◆ Task requirements:
Leaving out all pictures, write out word for word the lines from the one containing "(format x=287, y=143)" to the end of the data below.

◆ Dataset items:
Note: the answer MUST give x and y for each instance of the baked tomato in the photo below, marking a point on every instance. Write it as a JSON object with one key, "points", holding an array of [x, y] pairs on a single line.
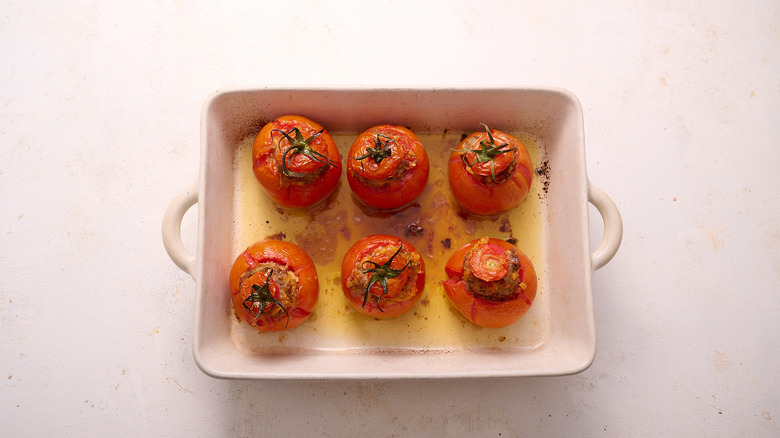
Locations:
{"points": [[490, 172], [491, 282], [387, 167], [382, 276], [274, 285], [296, 161]]}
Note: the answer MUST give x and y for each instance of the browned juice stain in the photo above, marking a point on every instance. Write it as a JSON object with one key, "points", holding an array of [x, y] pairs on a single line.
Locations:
{"points": [[434, 224]]}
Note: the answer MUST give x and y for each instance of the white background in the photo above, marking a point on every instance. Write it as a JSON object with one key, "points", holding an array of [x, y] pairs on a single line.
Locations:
{"points": [[99, 129]]}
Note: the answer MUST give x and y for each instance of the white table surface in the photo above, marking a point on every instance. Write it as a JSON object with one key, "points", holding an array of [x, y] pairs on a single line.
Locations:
{"points": [[99, 129]]}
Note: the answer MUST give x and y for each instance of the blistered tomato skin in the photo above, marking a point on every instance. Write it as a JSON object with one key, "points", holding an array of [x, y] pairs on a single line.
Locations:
{"points": [[382, 276], [490, 172], [387, 167], [491, 283], [296, 161], [273, 285]]}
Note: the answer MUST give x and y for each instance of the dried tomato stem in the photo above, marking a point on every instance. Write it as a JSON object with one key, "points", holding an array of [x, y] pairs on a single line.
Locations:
{"points": [[487, 152], [381, 274], [300, 145], [262, 296], [379, 152]]}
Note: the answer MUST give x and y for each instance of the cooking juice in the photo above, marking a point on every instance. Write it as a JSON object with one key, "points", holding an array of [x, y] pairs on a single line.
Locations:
{"points": [[434, 224]]}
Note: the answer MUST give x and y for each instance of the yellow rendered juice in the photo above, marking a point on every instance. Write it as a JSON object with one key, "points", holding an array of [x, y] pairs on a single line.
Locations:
{"points": [[434, 224]]}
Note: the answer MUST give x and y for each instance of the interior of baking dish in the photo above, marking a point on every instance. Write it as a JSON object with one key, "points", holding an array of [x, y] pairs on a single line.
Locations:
{"points": [[433, 341]]}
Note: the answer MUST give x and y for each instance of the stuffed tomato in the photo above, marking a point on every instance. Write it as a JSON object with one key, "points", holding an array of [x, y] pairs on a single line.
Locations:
{"points": [[296, 161], [387, 167], [382, 276], [274, 285], [491, 282], [490, 172]]}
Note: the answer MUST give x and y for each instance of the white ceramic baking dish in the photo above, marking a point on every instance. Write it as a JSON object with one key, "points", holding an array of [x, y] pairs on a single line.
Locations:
{"points": [[556, 337]]}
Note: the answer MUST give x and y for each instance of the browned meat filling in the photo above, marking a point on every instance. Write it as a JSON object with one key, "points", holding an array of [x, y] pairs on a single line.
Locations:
{"points": [[409, 162], [287, 281], [499, 290], [357, 281]]}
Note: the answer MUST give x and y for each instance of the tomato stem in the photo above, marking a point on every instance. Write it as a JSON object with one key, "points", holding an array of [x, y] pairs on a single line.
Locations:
{"points": [[381, 274], [300, 145], [487, 152], [260, 297], [379, 152]]}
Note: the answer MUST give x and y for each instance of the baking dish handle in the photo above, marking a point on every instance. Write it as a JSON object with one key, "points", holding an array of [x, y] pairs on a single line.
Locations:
{"points": [[613, 227], [171, 229]]}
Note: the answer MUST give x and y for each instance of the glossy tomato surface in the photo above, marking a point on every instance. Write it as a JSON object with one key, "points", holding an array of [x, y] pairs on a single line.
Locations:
{"points": [[491, 282], [387, 167], [296, 161], [382, 276], [490, 172], [274, 285]]}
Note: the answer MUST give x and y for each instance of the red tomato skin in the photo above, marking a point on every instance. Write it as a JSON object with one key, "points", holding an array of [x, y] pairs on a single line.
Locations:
{"points": [[270, 178], [355, 254], [399, 192], [283, 253], [487, 199], [483, 312]]}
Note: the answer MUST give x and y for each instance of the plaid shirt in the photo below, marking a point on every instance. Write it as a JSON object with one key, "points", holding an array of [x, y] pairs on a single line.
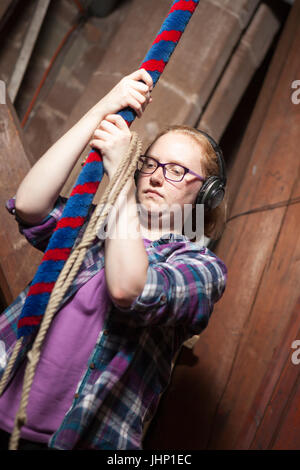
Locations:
{"points": [[131, 363]]}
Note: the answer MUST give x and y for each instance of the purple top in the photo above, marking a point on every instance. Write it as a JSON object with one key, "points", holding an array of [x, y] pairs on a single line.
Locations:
{"points": [[74, 332]]}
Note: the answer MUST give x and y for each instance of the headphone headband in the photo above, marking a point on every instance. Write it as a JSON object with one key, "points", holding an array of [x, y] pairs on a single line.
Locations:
{"points": [[219, 155]]}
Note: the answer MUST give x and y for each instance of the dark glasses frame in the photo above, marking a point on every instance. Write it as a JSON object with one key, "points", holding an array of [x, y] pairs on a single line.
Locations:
{"points": [[163, 165]]}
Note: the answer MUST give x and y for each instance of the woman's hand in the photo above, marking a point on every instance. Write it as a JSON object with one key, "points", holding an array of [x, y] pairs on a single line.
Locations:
{"points": [[112, 138], [130, 91]]}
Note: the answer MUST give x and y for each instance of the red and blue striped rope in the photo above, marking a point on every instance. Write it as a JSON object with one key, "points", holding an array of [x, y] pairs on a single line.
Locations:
{"points": [[81, 197]]}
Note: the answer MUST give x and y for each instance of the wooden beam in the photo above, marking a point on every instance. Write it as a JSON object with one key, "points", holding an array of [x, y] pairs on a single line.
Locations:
{"points": [[27, 48], [7, 8], [246, 59]]}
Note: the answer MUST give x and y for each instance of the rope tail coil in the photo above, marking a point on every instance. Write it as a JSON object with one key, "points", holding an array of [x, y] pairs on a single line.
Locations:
{"points": [[61, 261]]}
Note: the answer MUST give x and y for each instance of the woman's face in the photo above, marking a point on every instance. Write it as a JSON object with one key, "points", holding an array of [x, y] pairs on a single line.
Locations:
{"points": [[153, 191]]}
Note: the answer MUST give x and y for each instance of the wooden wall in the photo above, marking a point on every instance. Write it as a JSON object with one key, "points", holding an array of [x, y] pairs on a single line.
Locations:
{"points": [[239, 389]]}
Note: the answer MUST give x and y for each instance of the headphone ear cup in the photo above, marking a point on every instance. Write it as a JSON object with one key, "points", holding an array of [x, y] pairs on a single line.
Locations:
{"points": [[212, 193]]}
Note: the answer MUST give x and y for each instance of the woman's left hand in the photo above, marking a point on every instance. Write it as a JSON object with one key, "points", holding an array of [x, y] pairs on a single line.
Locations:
{"points": [[112, 138]]}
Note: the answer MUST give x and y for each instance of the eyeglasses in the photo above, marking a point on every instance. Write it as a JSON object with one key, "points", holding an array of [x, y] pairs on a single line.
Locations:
{"points": [[171, 171]]}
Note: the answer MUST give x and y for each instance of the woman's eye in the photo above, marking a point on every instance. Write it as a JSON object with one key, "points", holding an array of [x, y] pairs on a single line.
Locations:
{"points": [[175, 171]]}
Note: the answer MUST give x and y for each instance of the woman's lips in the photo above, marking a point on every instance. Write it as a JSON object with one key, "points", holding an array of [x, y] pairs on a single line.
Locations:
{"points": [[153, 193]]}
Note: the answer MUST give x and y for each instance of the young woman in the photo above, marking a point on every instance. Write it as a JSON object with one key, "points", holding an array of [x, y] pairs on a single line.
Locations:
{"points": [[108, 354]]}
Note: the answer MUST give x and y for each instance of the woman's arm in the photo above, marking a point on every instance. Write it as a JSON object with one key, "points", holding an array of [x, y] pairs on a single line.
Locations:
{"points": [[41, 186], [126, 260]]}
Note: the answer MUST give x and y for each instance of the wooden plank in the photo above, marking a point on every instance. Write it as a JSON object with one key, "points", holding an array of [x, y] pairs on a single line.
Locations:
{"points": [[27, 48], [213, 388], [246, 59], [18, 260], [268, 409], [278, 62]]}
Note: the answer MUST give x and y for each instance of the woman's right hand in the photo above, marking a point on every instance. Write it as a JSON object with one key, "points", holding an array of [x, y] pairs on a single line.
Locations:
{"points": [[130, 91]]}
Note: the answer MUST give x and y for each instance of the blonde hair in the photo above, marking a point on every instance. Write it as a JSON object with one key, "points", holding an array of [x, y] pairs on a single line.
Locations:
{"points": [[214, 219]]}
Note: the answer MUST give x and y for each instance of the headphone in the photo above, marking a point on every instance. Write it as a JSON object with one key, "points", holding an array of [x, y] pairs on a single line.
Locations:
{"points": [[212, 191]]}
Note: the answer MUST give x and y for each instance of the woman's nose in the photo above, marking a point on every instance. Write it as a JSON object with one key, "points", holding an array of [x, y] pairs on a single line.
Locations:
{"points": [[158, 175]]}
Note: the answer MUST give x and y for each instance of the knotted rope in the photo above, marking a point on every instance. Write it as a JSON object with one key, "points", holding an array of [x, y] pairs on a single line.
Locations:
{"points": [[60, 264]]}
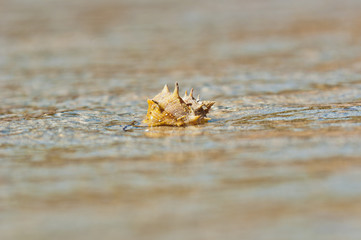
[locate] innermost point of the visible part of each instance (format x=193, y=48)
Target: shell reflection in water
x=169, y=109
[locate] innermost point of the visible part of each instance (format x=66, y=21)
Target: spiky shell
x=169, y=109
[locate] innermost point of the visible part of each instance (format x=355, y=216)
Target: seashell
x=169, y=109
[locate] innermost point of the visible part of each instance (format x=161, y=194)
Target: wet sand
x=280, y=159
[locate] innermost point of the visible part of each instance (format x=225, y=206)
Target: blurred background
x=280, y=158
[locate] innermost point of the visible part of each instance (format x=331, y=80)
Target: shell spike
x=168, y=108
x=176, y=90
x=165, y=89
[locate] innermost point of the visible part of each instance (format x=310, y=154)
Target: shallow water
x=280, y=159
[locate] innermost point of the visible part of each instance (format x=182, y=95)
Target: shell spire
x=176, y=90
x=169, y=109
x=165, y=89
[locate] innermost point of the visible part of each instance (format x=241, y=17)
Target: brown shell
x=169, y=109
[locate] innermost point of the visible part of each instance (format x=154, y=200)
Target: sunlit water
x=280, y=159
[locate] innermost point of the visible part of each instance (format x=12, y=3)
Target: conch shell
x=169, y=109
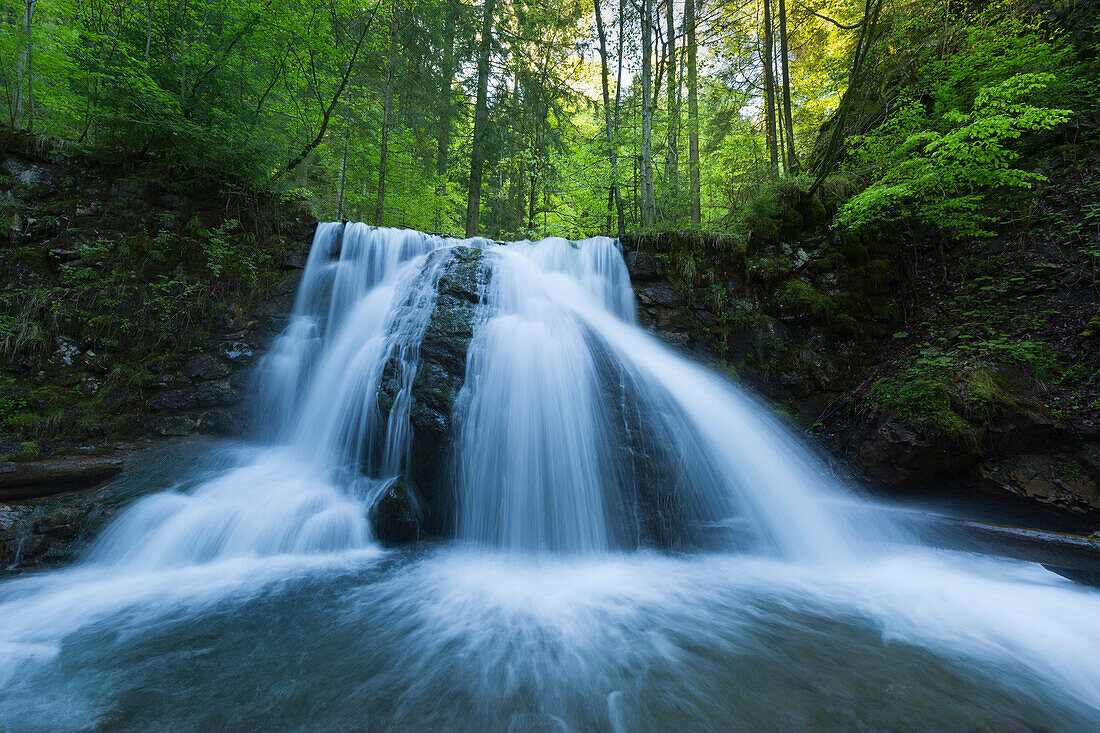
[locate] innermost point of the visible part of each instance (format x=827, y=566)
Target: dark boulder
x=398, y=514
x=438, y=379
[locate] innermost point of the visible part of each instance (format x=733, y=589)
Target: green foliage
x=942, y=178
x=924, y=392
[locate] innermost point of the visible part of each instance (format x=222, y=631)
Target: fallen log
x=29, y=480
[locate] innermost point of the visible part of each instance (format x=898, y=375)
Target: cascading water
x=567, y=442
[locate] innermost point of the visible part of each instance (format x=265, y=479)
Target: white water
x=543, y=615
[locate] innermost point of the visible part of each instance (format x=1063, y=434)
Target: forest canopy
x=518, y=119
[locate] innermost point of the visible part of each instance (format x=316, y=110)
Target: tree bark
x=24, y=69
x=769, y=91
x=871, y=11
x=648, y=204
x=614, y=198
x=443, y=138
x=387, y=121
x=792, y=160
x=327, y=112
x=481, y=122
x=672, y=156
x=693, y=172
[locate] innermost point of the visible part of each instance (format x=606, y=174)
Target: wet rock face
x=1067, y=481
x=397, y=516
x=438, y=380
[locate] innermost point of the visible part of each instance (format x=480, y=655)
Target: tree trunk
x=387, y=121
x=695, y=193
x=672, y=156
x=769, y=91
x=443, y=139
x=327, y=112
x=24, y=69
x=614, y=198
x=481, y=122
x=648, y=205
x=871, y=12
x=792, y=159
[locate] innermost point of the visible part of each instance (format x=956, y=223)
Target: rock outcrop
x=439, y=376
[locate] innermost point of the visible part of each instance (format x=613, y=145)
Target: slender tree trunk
x=387, y=121
x=695, y=194
x=443, y=138
x=871, y=11
x=648, y=204
x=617, y=111
x=792, y=159
x=327, y=112
x=343, y=178
x=769, y=91
x=24, y=73
x=614, y=198
x=150, y=8
x=672, y=156
x=481, y=121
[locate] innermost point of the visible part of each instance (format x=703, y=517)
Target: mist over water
x=259, y=598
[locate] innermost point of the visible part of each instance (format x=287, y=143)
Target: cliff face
x=132, y=303
x=963, y=369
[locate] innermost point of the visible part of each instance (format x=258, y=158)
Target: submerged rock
x=439, y=378
x=397, y=515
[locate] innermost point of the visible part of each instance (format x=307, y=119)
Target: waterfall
x=629, y=542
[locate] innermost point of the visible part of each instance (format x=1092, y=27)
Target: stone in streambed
x=397, y=515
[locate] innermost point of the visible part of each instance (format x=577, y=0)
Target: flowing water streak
x=568, y=416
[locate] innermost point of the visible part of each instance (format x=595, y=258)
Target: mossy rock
x=799, y=299
x=854, y=251
x=844, y=326
x=769, y=269
x=813, y=212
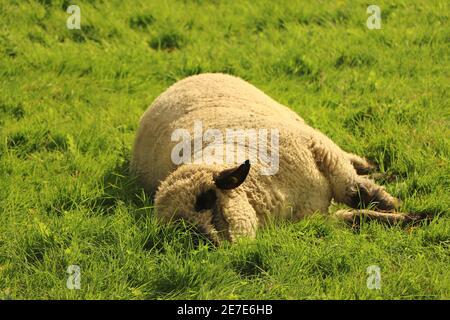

◆ Solution to the problem:
[locate] innermost point of the visible part of each instance (format x=287, y=143)
Target: cliff face
x=132, y=303
x=963, y=369
[locate] innermost point of the visible part of each instance (format x=258, y=158)
Target: submerged rock
x=439, y=378
x=397, y=515
[locate] innermost point of the visible part of each instance (format x=307, y=119)
Target: waterfall
x=629, y=542
[locate] innermost point of the visible part of each instance (format x=1092, y=27)
Target: stone in streambed
x=397, y=515
[locate] innermost point of the visible part of each instance (format x=577, y=0)
Target: flowing water streak
x=568, y=416
[locate] innermost point of the visible part of each instance (format x=595, y=258)
Target: mossy rock
x=799, y=299
x=854, y=251
x=844, y=326
x=769, y=269
x=813, y=212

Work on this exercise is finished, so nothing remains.